Requirements: Render the listing's lines from the one containing "-- locate the beige" through the end of the listing, both included, as a numbered list with any blank lines left out.
───── Material ─────
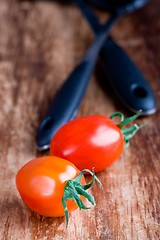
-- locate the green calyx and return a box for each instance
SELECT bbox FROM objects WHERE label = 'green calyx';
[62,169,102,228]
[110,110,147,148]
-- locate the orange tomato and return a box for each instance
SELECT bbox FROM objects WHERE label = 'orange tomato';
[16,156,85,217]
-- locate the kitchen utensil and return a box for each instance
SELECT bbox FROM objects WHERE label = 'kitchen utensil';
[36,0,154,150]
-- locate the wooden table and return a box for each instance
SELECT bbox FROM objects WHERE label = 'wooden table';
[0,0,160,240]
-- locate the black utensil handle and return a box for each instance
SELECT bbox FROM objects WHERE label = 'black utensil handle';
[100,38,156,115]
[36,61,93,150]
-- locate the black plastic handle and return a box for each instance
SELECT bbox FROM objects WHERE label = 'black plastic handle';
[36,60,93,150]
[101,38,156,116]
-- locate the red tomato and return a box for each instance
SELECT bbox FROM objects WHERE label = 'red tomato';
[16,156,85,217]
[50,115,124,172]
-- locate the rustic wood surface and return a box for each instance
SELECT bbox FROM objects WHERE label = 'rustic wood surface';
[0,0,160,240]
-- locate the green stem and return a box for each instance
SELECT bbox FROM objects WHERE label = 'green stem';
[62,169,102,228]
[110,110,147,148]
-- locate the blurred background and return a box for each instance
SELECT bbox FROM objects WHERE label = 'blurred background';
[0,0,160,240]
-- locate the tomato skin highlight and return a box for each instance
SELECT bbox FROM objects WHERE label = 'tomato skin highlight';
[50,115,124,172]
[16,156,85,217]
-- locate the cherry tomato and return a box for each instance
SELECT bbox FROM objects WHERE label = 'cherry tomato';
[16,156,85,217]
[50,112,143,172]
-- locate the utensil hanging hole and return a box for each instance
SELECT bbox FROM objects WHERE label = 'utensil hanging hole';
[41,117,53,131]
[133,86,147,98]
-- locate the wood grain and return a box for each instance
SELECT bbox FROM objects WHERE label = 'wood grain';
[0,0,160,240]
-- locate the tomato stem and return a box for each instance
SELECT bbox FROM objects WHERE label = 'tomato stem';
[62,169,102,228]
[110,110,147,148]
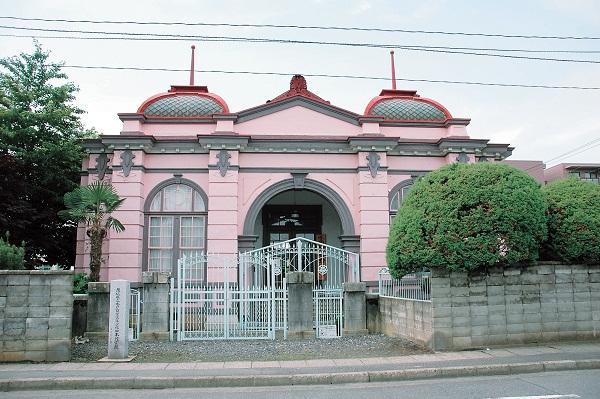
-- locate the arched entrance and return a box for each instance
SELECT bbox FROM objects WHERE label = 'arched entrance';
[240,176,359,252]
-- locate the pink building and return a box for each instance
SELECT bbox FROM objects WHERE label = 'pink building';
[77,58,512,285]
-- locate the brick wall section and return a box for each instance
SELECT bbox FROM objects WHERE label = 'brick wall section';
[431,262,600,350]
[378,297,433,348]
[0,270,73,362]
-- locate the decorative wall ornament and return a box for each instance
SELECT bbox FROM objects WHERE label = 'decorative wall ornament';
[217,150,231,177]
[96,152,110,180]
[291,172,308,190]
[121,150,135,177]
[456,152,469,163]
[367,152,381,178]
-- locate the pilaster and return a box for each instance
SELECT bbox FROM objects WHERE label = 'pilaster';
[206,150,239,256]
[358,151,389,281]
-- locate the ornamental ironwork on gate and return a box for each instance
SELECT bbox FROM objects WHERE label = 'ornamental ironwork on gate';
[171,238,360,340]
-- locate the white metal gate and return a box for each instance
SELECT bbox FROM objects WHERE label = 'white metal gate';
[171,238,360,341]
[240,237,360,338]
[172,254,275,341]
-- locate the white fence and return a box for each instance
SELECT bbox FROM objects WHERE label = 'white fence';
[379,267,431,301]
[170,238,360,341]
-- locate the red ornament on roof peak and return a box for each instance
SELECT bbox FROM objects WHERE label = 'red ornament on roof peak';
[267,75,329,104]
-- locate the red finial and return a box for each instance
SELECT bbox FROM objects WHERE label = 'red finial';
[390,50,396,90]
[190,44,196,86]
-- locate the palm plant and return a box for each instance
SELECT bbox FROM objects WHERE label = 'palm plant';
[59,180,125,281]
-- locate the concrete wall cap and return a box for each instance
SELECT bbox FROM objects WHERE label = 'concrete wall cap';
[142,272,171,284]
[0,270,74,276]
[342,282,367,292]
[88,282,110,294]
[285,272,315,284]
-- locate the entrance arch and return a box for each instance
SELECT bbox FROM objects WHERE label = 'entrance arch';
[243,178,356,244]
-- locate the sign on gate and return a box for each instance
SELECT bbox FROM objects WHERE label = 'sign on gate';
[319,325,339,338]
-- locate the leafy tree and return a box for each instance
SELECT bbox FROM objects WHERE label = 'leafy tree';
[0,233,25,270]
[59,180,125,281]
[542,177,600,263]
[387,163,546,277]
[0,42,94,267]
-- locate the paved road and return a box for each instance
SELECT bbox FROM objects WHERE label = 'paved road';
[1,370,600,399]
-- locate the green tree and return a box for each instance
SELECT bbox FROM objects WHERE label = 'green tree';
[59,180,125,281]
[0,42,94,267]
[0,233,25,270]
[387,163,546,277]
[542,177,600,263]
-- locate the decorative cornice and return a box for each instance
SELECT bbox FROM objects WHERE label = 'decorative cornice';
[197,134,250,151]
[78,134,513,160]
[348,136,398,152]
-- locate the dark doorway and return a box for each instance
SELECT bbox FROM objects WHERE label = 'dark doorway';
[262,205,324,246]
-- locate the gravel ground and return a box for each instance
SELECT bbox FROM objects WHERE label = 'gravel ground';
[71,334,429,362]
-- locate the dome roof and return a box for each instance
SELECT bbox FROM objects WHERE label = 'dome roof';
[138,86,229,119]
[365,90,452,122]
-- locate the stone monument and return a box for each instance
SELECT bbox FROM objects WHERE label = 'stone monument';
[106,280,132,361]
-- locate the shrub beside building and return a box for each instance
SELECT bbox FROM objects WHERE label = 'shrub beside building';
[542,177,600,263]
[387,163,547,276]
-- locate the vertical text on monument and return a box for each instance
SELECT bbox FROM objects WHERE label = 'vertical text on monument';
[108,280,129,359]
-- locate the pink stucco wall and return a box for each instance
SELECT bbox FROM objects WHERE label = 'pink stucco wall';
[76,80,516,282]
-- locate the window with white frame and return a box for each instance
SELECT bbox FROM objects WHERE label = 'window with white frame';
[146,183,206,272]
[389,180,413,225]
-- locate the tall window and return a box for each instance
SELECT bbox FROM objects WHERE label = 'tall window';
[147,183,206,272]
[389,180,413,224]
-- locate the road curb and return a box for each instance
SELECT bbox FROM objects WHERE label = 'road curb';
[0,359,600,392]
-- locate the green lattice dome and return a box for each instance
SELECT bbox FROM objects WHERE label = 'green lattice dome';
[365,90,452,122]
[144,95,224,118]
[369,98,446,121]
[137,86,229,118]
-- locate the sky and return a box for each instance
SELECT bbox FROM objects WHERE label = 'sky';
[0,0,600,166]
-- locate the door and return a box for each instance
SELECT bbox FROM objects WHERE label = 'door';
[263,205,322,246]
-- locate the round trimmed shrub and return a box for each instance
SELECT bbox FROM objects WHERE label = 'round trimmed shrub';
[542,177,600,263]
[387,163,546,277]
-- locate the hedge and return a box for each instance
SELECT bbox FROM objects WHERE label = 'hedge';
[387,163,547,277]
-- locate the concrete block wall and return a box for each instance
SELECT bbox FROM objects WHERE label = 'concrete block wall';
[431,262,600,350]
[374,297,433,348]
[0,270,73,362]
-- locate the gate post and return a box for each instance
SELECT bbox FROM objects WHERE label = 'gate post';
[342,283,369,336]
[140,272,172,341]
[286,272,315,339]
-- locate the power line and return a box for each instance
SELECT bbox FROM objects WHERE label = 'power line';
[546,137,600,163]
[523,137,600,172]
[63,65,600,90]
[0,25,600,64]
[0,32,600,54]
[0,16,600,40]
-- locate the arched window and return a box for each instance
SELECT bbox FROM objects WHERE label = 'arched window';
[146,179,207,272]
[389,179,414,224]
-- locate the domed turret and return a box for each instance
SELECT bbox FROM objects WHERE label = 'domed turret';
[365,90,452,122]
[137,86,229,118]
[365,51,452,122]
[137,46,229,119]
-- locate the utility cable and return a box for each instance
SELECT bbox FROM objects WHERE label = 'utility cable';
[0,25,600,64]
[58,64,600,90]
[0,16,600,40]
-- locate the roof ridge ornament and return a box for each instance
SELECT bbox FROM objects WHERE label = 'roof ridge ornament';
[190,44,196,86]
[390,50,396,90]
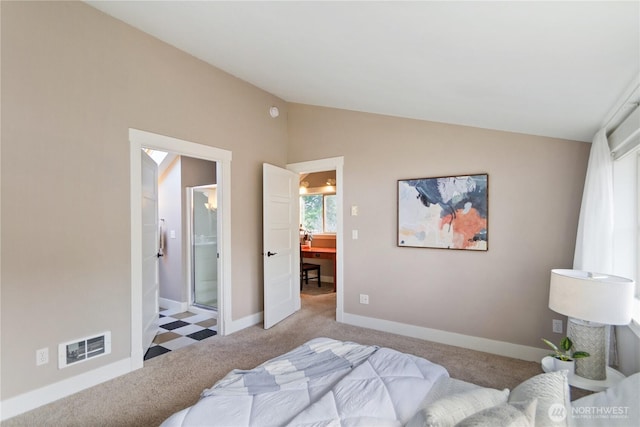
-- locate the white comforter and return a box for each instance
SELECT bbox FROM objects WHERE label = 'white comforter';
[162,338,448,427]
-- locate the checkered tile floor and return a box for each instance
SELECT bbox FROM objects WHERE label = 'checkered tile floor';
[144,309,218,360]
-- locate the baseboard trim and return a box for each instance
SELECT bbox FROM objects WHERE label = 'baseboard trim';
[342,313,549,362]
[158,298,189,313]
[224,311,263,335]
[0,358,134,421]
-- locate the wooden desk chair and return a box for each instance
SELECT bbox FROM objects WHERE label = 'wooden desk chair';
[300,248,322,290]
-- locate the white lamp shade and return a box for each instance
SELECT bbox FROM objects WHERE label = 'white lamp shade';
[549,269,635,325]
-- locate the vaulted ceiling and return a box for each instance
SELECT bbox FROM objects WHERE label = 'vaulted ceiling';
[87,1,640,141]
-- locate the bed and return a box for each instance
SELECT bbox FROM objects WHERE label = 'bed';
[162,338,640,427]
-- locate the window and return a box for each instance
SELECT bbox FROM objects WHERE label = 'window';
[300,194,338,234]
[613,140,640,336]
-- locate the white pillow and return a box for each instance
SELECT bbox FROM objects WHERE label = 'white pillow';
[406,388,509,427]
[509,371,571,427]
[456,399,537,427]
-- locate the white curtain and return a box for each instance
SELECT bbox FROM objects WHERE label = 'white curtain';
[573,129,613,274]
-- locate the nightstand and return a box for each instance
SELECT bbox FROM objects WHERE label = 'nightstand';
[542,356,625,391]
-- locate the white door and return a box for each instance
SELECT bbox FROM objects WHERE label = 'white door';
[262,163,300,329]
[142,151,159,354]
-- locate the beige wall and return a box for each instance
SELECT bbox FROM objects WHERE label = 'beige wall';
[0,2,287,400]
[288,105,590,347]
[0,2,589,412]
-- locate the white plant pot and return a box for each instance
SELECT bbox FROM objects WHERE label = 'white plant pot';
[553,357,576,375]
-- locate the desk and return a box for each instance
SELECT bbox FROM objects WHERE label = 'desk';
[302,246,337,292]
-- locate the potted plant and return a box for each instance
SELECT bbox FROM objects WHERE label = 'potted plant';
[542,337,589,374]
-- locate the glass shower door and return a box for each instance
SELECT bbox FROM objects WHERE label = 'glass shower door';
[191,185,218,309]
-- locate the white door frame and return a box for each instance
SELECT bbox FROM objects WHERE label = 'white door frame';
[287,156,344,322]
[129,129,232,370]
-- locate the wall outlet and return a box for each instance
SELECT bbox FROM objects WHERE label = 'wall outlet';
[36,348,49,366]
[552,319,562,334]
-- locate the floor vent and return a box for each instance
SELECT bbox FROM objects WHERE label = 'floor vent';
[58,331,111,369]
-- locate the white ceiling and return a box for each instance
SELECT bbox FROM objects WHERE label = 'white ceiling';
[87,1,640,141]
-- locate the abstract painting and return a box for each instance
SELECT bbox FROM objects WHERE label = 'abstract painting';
─────
Finished answer:
1. -- locate the beige wall and return a box for each instance
2. SELECT bbox FROM objects WHERE label = 'beige wall';
3. [0,2,287,400]
4. [288,105,590,347]
5. [0,2,589,412]
6. -- locate the white plant pot and return a box for each instance
7. SELECT bbox FROM objects WHERE label = 'white plant pot';
8. [553,357,576,375]
9. -- locate the desk and return a box for each instance
10. SELECT bbox FROM objects WHERE label = 'desk';
11. [302,246,337,292]
12. -- locate the potted plant and return a box for each instance
13. SELECT bbox FROM objects WHERE label = 'potted plant';
14. [542,337,589,374]
15. -- locate the glass shower door and return a box for each instance
16. SELECT bbox FROM objects WHERE label = 'glass shower door';
17. [191,185,218,309]
18. -- locate the white door frame and return a box for each instance
19. SELECT bbox FROM objects WHERE label = 'white door frame';
20. [287,156,344,322]
21. [129,129,232,370]
22. -- locate the wall outlet and return a box for each instance
23. SELECT bbox FROM objects WHERE label = 'wall outlet';
24. [36,348,49,366]
25. [552,319,562,334]
26. -- locate the floor vent and return a box for each instance
27. SELECT bbox FROM objects WHERE label = 'floor vent';
28. [58,331,111,369]
29. -- locate the white ceiling and return a box for each instance
30. SELECT bbox FROM objects WHERE label = 'white ceiling';
31. [87,1,640,141]
32. -- locate the abstract painting and return a box for each instance
33. SELECT bbox FROM objects WHERE label = 'abstract painting';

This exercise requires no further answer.